===== SOURCE INFORMATION =====

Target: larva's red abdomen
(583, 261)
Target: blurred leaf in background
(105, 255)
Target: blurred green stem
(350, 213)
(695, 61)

=====

▸ YOUR ASSIGNMENT: Each record above must be given again exactly.

▸ THE COMPLETED TASK:
Target: larva's red abdomen
(583, 261)
Target: blurred leaf in background
(105, 255)
Target: blurred green stem
(350, 213)
(695, 61)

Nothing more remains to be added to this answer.